Excerpts from a dataset:
..............................
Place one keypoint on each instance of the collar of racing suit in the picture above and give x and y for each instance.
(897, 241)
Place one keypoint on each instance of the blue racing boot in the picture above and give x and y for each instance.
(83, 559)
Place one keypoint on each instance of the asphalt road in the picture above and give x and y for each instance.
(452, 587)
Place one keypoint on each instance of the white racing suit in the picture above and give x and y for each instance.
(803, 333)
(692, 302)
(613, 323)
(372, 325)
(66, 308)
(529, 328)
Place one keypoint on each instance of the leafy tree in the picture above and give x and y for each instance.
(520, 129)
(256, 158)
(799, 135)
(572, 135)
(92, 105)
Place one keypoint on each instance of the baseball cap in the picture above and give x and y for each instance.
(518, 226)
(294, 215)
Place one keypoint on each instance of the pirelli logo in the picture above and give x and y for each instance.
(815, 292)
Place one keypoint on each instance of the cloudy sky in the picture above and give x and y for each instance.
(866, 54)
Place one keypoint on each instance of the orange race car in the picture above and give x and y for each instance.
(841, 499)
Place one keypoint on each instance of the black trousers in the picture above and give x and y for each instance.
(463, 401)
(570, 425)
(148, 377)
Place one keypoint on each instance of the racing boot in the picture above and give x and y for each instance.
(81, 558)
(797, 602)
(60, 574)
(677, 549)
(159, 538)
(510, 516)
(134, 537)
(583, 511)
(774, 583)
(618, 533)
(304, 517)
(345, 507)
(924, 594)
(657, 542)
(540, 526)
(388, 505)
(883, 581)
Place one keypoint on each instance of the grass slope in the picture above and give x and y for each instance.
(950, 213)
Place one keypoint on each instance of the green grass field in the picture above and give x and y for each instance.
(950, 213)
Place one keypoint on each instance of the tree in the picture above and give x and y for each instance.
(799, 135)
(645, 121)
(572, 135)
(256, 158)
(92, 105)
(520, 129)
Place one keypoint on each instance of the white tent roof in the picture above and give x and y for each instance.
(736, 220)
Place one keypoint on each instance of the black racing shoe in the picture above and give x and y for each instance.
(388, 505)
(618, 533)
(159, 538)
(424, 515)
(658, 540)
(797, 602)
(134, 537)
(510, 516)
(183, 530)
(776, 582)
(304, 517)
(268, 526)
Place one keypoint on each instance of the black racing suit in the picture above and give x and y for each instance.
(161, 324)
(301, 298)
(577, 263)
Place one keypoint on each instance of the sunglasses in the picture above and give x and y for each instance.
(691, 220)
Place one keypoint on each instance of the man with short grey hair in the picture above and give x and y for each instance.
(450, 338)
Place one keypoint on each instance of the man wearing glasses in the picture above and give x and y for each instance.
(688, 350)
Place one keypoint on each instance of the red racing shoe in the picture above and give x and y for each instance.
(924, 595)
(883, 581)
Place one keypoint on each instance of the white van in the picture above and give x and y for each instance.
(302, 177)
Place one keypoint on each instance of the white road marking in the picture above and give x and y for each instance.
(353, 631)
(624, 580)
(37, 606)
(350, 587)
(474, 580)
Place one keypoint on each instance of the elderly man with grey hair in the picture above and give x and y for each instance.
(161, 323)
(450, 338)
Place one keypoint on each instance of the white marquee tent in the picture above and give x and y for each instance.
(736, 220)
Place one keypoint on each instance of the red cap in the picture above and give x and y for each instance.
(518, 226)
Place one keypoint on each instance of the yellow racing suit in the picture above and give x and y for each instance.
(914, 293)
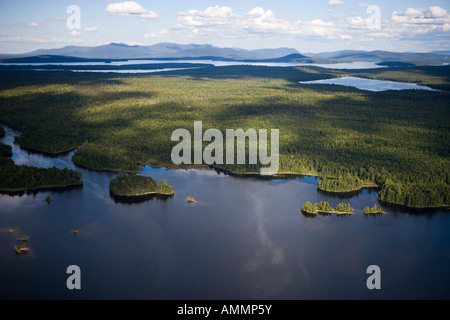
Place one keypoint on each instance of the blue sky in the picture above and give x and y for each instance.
(308, 26)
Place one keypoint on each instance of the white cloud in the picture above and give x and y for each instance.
(91, 29)
(419, 21)
(223, 21)
(335, 2)
(156, 34)
(130, 9)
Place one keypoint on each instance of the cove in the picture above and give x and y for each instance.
(245, 238)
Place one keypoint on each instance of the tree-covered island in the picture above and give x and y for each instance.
(132, 185)
(324, 207)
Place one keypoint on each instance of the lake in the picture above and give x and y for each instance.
(369, 84)
(135, 63)
(245, 239)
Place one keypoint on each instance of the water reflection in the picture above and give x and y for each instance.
(245, 239)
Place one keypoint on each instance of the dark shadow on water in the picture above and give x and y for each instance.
(398, 208)
(341, 195)
(35, 191)
(130, 200)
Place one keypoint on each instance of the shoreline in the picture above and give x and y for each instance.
(130, 199)
(17, 191)
(327, 212)
(279, 175)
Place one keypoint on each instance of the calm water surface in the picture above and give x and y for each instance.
(244, 239)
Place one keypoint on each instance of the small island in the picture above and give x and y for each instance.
(23, 248)
(374, 210)
(190, 199)
(132, 186)
(324, 208)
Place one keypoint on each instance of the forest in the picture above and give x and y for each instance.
(19, 178)
(397, 140)
(134, 185)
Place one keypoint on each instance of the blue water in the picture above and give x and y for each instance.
(245, 239)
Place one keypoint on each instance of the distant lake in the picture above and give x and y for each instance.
(369, 84)
(350, 65)
(245, 239)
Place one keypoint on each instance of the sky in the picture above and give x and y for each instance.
(308, 26)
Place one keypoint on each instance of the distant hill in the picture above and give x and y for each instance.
..............................
Task to carry out: The answer should hold every entry exactly as given and no pictures at all.

Result of the task:
Place one keypoint on each instance of the collar of racing suit in the picture above and give x and y for each instance.
(897, 241)
Place one keypoint on each instance of the blue racing boot in the picture above and give x and y for each instance.
(83, 559)
Place one keypoint on each instance of the asphalt road in the picture above and give x and y for each instance.
(452, 587)
Place one keypoint on each instance of the white racing suit in the picture above and give x and y for each instance.
(803, 333)
(692, 302)
(613, 323)
(372, 325)
(66, 308)
(529, 328)
Place one keypoint on each instance of the leafy tree in the picture above and give x and y for each instance.
(520, 129)
(256, 158)
(799, 135)
(572, 135)
(92, 105)
Place one keypoint on each instance of the baseball cap in the picture above and give x and y for each instance.
(518, 226)
(294, 215)
Place one keypoint on each instance of the pirelli logo in the picture above and give x and y for each instance.
(815, 292)
Place one keypoint on each instance of the cloudy sky in the picture above and give x and y for each instance.
(866, 54)
Place one keypoint on each instance of the orange race car in the picture above and give x and y for each instance.
(841, 499)
Place one keypoint on each instance of the black trousers in the picture above and give x and y for each instance.
(463, 401)
(570, 425)
(148, 377)
Place one keypoint on each instance of the racing boot in the picture above and give x and y for each instance.
(81, 558)
(797, 602)
(60, 574)
(677, 549)
(159, 538)
(510, 516)
(134, 537)
(583, 511)
(774, 583)
(618, 533)
(304, 517)
(345, 507)
(924, 594)
(657, 542)
(540, 526)
(388, 505)
(883, 581)
Place one keypoint on each instance of the grass slope in the picture above and give x and y for each instance.
(950, 213)
Place one keypoint on each instance of the green grass field in the picture above and give x and y for each instance.
(950, 213)
Place one keypoint on each instance of the tree in the picture above and give x and y for each instance.
(799, 135)
(645, 121)
(572, 135)
(256, 158)
(92, 105)
(520, 129)
Place one keypoint on each instance of the white tent roof in the picture above and give x and y for each instance.
(736, 220)
Place one keypoint on each instance of the black racing shoe in the picture above and give x and y for each instance.
(388, 505)
(618, 533)
(159, 538)
(424, 515)
(658, 540)
(797, 602)
(134, 537)
(510, 516)
(183, 530)
(776, 582)
(304, 517)
(268, 526)
Place one keypoint on each instance of the black racing suit in the picture above and give x and y for each instance.
(161, 324)
(301, 298)
(577, 263)
Place one keypoint on each instance of the sunglasses in the picture above and give x and y for each instance.
(691, 220)
Place one keypoint on each instance of the man with short grey hair in the picture above and give x and y for each instance.
(450, 338)
Place one keypoint on each instance of the man wearing glasses in the picture above and give x and y for each instance.
(688, 350)
Place one keypoint on each instance of the red racing shoe in the picture above and give x and y for each instance.
(924, 595)
(883, 581)
Place one keypoint on each instance of the white van in the picture above and give x and y for each instance.
(302, 177)
Place one keypoint on each instance of the white road marking in the picture above and give x and y for each instance.
(353, 631)
(624, 580)
(37, 606)
(350, 587)
(474, 580)
Place one keypoint on each instance of the elderly man with grey hair in the picture above and give x and y for each instance.
(161, 323)
(450, 338)
Place one keypoint on each instance of the white marquee tent in the picture above and give x and y for each instance.
(736, 220)
Place one keypoint on each instance of the red cap in the picture above and give x and y for each instance.
(518, 226)
Place one keypoint on each instance of the yellow racing suit in the picture above and give x and y for each instance.
(914, 293)
Place one keypoint on each instance of the blue sky in the picture above and give x and y for each instance.
(308, 26)
Place one keypoint on each instance of the white cloud in the picture above and give x and y for each instance.
(91, 29)
(419, 21)
(223, 21)
(335, 2)
(156, 34)
(130, 9)
Place one keypoint on each instance of the cove in the picture above and give x and y for each instance.
(245, 238)
Place one keypoint on each instance of the tree-covered island in the picture above and give x and y for each instance.
(132, 185)
(324, 207)
Place one keypoint on each instance of the lake in the picture above and give x and y for each instance.
(369, 84)
(135, 63)
(245, 239)
Place one keypoint on each instance of the water reflection in the picture above and give x and y for each instance.
(245, 239)
Place one keypoint on each instance of the dark shadow on water in the picture above and give x and y for each instance.
(398, 208)
(341, 195)
(35, 191)
(130, 200)
Place one keypoint on each instance of the shoreline in the picture above and give x and y for each instance.
(130, 199)
(17, 191)
(327, 212)
(279, 175)
Place one keypoint on each instance of the calm water surface in the picture above and give x and y for each instance.
(244, 239)
Place one keypoint on each instance of the small island in the picture above and give x and y for each instance.
(23, 248)
(374, 210)
(190, 199)
(132, 186)
(324, 208)
Place one keypoint on each instance of the forest in the picture above and give x and y for each instance.
(19, 178)
(397, 140)
(134, 185)
Place one keypoint on each instance of the blue water in the picture above and give x and y for each instance.
(245, 239)
Place one keypoint on each instance of the distant lake in the picture above and give x and y for each instance.
(369, 84)
(350, 65)
(245, 239)
Place one keypoint on each instance of the sky in the picture above and give x and y for each instance.
(308, 26)
Place one keypoint on each instance of the distant hill in the picture above and give x and y for each instance.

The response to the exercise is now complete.